> [Records for the task]
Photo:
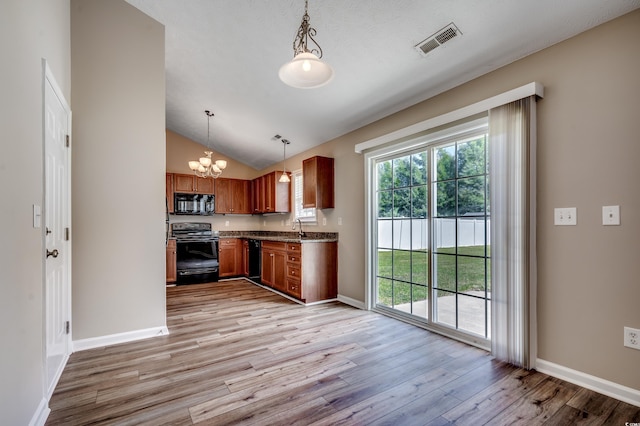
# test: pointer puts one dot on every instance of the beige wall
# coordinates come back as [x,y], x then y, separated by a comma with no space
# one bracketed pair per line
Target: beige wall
[588,127]
[29,31]
[118,102]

> [Problem to solve]
Lines from the one containing "# test: pointer" through the end of the data above must be written out exactly, and no other lines are needed.

> [Answer to this task]
# test: pointer puts one dot on every instance of the beige wall
# coordinates come back as [x,y], x then y, separated by a comma with no space
# one bracketed pair per line
Target: beige wall
[588,127]
[29,31]
[118,102]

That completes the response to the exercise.